**Source extract:**
▼

Psilocybin is a highly effective chemical in treating depression is a pretty well-accepted fact around medical circles. Thanks to the positive results that clinical trials have yielded, Medical professionals are now embracing psychedelics as an alternative to treating depression and other mental health conditions.
The only problem is those who stand to gain most from this development are patients who are already on prescribed antidepressants. It’s a catch 22 situation because they can’t automatically switch to psilocybin – or other psychedelics, for that matter– without risking their mental health. Unfortunately, there isn’t a lot of information out there on how psychedelics affect people with a history of antidepressant use.
A lot of research still needs to be done to figure out how psychedelics interact with antidepressants, especially those that contain selective serotonin reuptake inhibitors (SSRIs). SSRIs happen to be the most widely prescribed antidepressants, making up almost 80% of the antidepressant market.
Serotonin Receptors – where it all happens
One thing we know for sure is that both SSRIs in antidepressants and psilocybin in magic mushrooms have an effect on serotonin receptors in our brain. Serotonin is a “feel-good” hormone that’s produced in our brain, which is responsible for our overall sense of well-being. By attaching to these receptors psilocybin alters brain function and elevates our mood when we consume shrooms.
SSRIs, on the other hand, increase the levels of serotonin in the brain when they block this hormone from being absorbed into the neurons. This means that when SSRIs and psilocybin meet in the brain there’s a chance that SSRIs could blunt the effect of psilocybin, making it difficult to treat depression.

▲

**Activity 1:** According to the passage on psilocybin and antidepressants, what share of the antidepressant market do SSRIs make up?
**Activity 2:** Print the stretch of the passage on psilocybin and antidepressants from "Serotonin Receptors –" through "to treat depression.".
**Activity 3:** Proceed with the passage on psilocybin and antidepressants, picking up after its final sentence.

**Listed entries:**
▼

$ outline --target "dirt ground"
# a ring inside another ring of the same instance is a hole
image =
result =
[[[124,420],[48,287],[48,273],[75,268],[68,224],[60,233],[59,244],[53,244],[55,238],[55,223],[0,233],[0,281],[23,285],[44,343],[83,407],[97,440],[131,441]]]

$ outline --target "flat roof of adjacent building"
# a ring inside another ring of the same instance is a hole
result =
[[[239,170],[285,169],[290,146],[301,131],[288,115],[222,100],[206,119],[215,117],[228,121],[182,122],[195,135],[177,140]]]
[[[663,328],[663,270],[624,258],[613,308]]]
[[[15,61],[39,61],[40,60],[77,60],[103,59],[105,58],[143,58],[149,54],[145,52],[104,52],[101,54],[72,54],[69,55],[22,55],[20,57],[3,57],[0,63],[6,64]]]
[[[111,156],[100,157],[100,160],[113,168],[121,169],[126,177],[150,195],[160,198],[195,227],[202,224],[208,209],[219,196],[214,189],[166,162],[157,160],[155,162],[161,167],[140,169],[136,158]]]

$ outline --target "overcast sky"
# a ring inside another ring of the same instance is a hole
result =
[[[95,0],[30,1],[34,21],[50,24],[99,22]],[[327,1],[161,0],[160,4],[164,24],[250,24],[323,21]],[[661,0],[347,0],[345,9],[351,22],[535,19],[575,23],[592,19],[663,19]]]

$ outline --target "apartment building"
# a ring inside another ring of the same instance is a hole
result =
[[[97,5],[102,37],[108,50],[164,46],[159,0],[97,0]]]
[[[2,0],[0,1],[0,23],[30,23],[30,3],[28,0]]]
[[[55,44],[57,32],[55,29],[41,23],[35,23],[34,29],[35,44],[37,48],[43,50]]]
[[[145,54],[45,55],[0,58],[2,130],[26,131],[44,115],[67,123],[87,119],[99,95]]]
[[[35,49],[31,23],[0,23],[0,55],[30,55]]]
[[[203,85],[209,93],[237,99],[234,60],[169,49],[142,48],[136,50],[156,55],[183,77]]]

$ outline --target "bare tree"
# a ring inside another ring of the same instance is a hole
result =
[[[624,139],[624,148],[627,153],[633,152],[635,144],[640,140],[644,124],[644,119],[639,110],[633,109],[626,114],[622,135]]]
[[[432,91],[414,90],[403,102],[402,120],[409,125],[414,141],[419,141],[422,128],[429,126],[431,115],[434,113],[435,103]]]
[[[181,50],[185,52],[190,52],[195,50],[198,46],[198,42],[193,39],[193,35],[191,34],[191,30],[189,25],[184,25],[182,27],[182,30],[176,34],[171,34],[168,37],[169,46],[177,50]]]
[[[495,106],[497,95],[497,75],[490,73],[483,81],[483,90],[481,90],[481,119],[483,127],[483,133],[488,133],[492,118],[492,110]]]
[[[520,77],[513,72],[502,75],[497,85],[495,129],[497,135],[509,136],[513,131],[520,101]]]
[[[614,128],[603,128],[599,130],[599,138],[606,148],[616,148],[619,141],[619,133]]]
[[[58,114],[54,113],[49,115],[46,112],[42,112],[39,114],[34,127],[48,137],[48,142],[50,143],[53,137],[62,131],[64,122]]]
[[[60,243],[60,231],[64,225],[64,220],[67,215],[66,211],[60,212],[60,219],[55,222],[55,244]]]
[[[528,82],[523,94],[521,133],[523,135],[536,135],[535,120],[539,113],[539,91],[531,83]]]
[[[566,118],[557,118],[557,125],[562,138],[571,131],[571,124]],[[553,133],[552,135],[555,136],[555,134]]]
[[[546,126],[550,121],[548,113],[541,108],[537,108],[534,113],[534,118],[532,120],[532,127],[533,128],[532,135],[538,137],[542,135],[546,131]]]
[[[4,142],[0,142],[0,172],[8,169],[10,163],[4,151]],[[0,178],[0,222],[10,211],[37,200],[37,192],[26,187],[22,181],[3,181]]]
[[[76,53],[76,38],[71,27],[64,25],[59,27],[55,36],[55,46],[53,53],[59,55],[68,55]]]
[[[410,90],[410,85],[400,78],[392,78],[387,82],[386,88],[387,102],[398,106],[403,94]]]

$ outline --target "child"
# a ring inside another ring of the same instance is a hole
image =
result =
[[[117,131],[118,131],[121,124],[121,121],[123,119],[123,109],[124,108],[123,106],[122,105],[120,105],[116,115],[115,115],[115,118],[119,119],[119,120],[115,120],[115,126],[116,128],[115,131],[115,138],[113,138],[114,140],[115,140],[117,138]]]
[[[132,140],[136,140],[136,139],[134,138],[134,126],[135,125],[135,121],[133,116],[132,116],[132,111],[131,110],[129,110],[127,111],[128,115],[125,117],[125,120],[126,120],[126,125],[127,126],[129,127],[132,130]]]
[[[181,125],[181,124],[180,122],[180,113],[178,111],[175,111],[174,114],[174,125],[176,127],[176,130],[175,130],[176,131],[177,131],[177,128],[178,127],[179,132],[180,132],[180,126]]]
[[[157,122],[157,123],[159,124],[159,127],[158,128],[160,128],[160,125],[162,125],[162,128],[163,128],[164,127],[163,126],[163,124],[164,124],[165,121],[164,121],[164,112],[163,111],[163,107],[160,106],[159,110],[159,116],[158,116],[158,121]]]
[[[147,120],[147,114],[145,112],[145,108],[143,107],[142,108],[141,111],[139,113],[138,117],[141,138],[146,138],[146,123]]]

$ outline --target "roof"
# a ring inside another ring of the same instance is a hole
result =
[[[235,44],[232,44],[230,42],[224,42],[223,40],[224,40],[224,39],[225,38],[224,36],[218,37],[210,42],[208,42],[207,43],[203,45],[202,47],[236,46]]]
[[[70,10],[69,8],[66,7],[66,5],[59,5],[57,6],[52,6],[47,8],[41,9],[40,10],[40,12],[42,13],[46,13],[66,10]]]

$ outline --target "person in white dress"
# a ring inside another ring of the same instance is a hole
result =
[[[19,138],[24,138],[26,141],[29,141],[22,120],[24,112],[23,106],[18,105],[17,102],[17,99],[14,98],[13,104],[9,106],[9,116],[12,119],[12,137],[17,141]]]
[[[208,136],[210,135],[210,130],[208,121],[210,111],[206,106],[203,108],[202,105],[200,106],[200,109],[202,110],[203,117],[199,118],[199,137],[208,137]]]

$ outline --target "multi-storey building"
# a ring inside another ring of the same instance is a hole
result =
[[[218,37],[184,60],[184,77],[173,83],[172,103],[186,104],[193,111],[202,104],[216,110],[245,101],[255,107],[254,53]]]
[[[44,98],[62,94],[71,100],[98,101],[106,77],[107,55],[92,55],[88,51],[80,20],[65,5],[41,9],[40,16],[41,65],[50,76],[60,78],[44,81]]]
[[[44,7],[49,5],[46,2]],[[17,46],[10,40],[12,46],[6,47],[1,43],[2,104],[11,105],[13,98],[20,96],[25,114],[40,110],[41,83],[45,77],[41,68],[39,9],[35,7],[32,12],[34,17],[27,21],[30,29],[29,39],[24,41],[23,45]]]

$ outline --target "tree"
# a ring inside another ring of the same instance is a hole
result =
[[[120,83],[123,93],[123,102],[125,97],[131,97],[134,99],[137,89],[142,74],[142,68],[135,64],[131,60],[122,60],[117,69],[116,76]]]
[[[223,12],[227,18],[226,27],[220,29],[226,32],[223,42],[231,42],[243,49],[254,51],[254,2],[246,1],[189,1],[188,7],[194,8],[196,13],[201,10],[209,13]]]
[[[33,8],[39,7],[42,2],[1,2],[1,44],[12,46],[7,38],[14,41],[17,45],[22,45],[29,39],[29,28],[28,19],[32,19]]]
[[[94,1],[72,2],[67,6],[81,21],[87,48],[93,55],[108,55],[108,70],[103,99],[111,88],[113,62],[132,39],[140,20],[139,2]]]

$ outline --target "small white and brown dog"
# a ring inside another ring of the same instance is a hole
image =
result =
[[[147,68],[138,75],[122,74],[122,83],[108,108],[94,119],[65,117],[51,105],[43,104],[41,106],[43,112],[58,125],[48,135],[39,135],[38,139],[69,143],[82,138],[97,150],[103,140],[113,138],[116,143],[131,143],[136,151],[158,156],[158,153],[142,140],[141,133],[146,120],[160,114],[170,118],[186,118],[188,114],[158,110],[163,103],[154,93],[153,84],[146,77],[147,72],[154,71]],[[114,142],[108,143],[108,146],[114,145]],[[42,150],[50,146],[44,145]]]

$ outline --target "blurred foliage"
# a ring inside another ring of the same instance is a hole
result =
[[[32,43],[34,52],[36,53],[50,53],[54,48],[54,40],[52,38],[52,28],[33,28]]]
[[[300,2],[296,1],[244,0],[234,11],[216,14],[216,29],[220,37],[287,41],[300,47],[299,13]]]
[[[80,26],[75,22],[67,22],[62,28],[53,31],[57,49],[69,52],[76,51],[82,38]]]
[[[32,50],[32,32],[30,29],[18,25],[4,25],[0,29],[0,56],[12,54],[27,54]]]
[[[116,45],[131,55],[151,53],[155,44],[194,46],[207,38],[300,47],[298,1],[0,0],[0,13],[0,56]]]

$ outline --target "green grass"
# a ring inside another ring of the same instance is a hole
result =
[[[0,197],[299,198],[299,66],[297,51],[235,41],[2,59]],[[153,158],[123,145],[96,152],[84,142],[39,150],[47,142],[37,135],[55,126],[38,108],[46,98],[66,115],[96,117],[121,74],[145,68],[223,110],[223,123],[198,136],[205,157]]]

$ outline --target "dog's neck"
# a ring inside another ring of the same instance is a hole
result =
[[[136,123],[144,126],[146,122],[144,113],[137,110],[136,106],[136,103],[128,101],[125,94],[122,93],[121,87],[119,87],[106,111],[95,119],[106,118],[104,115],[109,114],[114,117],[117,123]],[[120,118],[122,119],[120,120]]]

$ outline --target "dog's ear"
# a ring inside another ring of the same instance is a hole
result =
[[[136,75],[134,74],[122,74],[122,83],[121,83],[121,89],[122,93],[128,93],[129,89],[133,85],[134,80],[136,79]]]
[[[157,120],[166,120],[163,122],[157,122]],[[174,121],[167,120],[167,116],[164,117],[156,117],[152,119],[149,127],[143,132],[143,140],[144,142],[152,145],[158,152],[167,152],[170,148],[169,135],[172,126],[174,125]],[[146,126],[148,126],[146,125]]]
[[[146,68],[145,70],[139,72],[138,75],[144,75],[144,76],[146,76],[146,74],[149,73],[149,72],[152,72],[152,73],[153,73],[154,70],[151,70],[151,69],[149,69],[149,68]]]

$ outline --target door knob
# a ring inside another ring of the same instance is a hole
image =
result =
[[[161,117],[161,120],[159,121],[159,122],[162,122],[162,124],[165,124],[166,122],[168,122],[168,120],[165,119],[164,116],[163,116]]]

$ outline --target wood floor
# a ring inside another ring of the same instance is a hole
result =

▲

**Response box 1:** Almost 80%.

**Response box 2:**
Serotonin Receptors – where it all happens
One thing we know for sure is that both SSRIs in antidepressants and psilocybin in magic mushrooms have an effect on serotonin receptors in our brain. Serotonin is a “feel-good” hormone that’s produced in our brain, which is responsible for our overall sense of well-being. By attaching to these receptors psilocybin alters brain function and elevates our mood when we consume shrooms.
SSRIs, on the other hand, increase the levels of serotonin in the brain when they block this hormone from being absorbed into the neurons. This means that when SSRIs and psilocybin meet in the brain there’s a chance that SSRIs could blunt the effect of psilocybin, making it difficult to treat depression.

**Response box 3:**
There’s a second school of thought that says taking psilocybin mushrooms while on an SSRI antidepressant can lead to overstimulation of your brain due to a temporary surge in levels of serotonin there – a condition known as serotonin syndrome. Some psilocybin treatment retreats do not accept visitors who are on SSRI treatment, or any other prescription medicine, because of how seriously they consider this risk to be.
It’s also not clear whether tapering off antidepressants can restore the full effects of a psilocybin trip on patients receiving magic mushroom therapeutic treatment. Experts such as Dr. Julie Holland, a New York-based psychopharmacologist, feel that past use of SSRIs could still hinder the effectiveness of psychedelic-assisted treatment even years after the patient has stopped taking antidepressants.
What about other antidepressants?
Like SSRIs, Serotonin-Norepinephrine Reuptake Inhibitors (SNRIs) also act by boosting serotonin, although they also increase the levels of noradrenaline- a stress hormone – in the brain. There’s a good chance that SNRIs can have an overlapping effect when combined with psilocybin. However, there haven’t been any formal reports showing negative effects of taking SNRI in combination with psilocybin.
The opposite sometimes appears to be the case, with SNRIs seemingly reducing the effects of psychedelics. Nonetheless, SNRIs shouldn’t be mixed with psilocybin until there’s enough research to prove such a combination is harmless.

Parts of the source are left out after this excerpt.